Description of the task:
Set down, in full, every record in the block.

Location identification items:
________________
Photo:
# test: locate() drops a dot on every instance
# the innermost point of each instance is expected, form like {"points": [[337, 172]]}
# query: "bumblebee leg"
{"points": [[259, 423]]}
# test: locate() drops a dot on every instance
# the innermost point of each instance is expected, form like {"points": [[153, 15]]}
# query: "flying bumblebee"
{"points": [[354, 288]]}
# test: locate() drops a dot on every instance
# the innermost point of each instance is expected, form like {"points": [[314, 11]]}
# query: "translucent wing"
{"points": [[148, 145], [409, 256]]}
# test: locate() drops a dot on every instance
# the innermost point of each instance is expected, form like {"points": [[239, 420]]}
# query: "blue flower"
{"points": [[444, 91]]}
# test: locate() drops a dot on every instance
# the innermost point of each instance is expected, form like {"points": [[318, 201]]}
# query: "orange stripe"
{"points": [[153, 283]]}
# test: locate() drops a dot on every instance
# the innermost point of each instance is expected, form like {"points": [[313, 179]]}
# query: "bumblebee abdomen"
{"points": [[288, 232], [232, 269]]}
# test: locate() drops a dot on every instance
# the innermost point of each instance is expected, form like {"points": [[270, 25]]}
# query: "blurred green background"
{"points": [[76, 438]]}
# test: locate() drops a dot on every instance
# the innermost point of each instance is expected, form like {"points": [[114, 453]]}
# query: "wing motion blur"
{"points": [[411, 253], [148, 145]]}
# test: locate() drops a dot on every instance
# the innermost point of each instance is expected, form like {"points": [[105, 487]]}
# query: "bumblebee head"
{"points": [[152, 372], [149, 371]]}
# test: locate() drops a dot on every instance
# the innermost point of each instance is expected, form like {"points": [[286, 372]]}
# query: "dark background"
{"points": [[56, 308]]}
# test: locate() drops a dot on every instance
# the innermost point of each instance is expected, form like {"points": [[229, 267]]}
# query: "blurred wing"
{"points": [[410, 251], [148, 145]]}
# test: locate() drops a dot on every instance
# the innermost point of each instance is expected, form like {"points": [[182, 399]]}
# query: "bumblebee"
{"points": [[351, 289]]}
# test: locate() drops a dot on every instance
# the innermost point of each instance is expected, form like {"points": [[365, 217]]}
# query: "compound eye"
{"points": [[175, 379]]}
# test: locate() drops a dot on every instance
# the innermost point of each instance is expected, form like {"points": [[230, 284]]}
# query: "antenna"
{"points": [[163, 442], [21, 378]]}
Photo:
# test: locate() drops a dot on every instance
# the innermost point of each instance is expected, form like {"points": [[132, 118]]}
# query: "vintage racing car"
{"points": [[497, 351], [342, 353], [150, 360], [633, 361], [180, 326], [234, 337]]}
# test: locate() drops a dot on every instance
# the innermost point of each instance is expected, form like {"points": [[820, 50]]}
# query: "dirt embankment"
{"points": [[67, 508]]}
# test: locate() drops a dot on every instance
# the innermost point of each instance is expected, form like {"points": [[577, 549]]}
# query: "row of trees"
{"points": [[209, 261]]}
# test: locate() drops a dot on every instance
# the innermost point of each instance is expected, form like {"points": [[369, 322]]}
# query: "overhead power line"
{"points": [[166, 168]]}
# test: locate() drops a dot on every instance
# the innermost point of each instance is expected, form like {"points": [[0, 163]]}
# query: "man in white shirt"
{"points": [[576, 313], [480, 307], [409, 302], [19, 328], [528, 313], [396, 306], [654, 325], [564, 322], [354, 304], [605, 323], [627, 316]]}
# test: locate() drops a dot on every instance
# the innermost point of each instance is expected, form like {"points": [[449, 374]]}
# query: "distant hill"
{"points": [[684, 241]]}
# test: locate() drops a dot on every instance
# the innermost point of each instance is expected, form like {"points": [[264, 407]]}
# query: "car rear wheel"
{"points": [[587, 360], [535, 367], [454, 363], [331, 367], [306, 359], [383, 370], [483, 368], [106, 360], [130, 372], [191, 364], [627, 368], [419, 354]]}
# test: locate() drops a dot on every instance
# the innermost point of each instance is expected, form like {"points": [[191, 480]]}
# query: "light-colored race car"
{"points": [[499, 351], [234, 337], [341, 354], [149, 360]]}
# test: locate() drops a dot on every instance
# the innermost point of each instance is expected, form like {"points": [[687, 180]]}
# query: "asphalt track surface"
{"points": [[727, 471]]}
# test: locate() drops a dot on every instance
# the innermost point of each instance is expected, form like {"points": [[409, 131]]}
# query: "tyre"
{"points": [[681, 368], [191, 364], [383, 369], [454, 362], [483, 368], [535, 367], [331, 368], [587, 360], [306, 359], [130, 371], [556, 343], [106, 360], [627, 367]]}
________________
Result:
Photo:
# test: locate() drops a dot on every instance
# the innermost point of each instance is expected, form like {"points": [[337, 172]]}
# query: "bumblebee leg"
{"points": [[259, 423]]}
# test: locate() drops a dot on every instance
# the innermost point of each instance is expected, form like {"points": [[153, 15]]}
# query: "flying bumblebee"
{"points": [[354, 288]]}
# test: locate() drops a dot on every instance
# the innermost point of each instance is expected, form like {"points": [[314, 11]]}
# query: "translucent wing"
{"points": [[148, 145], [409, 256]]}
# test: locate() drops a dot on every instance
# the innermost point of each instance is expected, form like {"points": [[239, 420]]}
# query: "blue flower"
{"points": [[444, 91]]}
# test: locate() drops a dot on every instance
# the innermost point of each instance is expected, form like {"points": [[318, 201]]}
# query: "orange stripe"
{"points": [[153, 283]]}
# test: locate() drops a dot on every instance
# the innermost point of each instance is expected, form like {"points": [[313, 179]]}
# query: "bumblebee abdomen"
{"points": [[288, 232], [232, 269]]}
# test: locate() drops a dot on every instance
# the innermost point of each instance is expected, form like {"points": [[270, 25]]}
# query: "blurred green background"
{"points": [[76, 438]]}
# test: locate() drops a dot on every instance
# the innermost point of each instance is expected, form like {"points": [[114, 453]]}
# query: "wing motion blur"
{"points": [[411, 253], [148, 145]]}
# test: locate() drops a dot on every instance
# the innermost point of each instance is expected, form like {"points": [[105, 487]]}
# query: "bumblebee head"
{"points": [[152, 372], [149, 371]]}
# test: locate() drops a dot on every instance
# the innermost point of each instance is expected, form like {"points": [[286, 372]]}
# query: "dark background"
{"points": [[56, 308]]}
# test: locate() drops a dot on every instance
# the innermost point of each instance is expected, form like {"points": [[229, 267]]}
# query: "blurred wing"
{"points": [[410, 251], [148, 145]]}
# test: locate() drops a dot on every instance
# the innermost point of each instance is expected, form like {"points": [[182, 399]]}
# query: "bumblebee"
{"points": [[351, 289]]}
# test: locate() drops a dot on every instance
# the innermost point of each instance is expected, form like {"points": [[365, 217]]}
# query: "compound eye"
{"points": [[175, 379]]}
# test: locate() drops a dot on every instance
# the innermost point of each instance is expected, form like {"points": [[230, 284]]}
# query: "antenna"
{"points": [[163, 442], [21, 378]]}
Photo:
# test: locate() drops a dot on every instance
# the innermost point of each instance is expected, form like {"points": [[132, 118]]}
# query: "vintage racing car"
{"points": [[497, 351], [342, 353], [150, 360], [633, 361], [180, 326], [234, 337]]}
# test: locate() drops a dot on every instance
# the innermost point of each instance is expected, form like {"points": [[820, 50]]}
# query: "dirt embankment"
{"points": [[67, 508]]}
# test: locate() drops a dot on every instance
# the innermost point of each instance is expected, form like {"points": [[577, 549]]}
# query: "row of trees"
{"points": [[209, 261]]}
# test: locate() drops a dot on every instance
# the innermost point of each instance is expected, form like {"points": [[369, 322]]}
# query: "overhead power line"
{"points": [[166, 168]]}
# test: locate() drops a dot on every instance
# the innermost point of each instance is expected, form like {"points": [[0, 163]]}
# query: "man in white shirt"
{"points": [[576, 313], [480, 307], [409, 302], [19, 328], [528, 313], [396, 306], [654, 325], [564, 322], [354, 304], [605, 323], [627, 316]]}
# test: locate() drops a dot on every instance
# the innermost point of each instance is expected, form like {"points": [[449, 374]]}
# query: "distant hill"
{"points": [[684, 241]]}
# test: locate() drops a dot on every instance
# the innermost point of each instance is expected, form like {"points": [[264, 407]]}
# query: "car rear wheel"
{"points": [[587, 360], [535, 367], [454, 363], [331, 367], [306, 359], [383, 370], [483, 368], [106, 360], [130, 372], [191, 364], [627, 368], [419, 354]]}
# test: locate() drops a dot on every instance
# the innermost point of each instance is expected, form like {"points": [[191, 480]]}
# query: "light-colored race car"
{"points": [[499, 351], [234, 337], [341, 354], [149, 360]]}
# test: locate() drops a dot on every instance
# the innermost point of each instance is expected, form like {"points": [[687, 180]]}
# query: "asphalt track surface"
{"points": [[727, 471]]}
# test: locate() drops a dot on every instance
# the innermost point of each instance is expected, form like {"points": [[409, 131]]}
# query: "tyre"
{"points": [[681, 368], [191, 364], [383, 369], [454, 362], [483, 368], [535, 367], [331, 368], [587, 360], [306, 359], [130, 371], [556, 343], [106, 360], [627, 367]]}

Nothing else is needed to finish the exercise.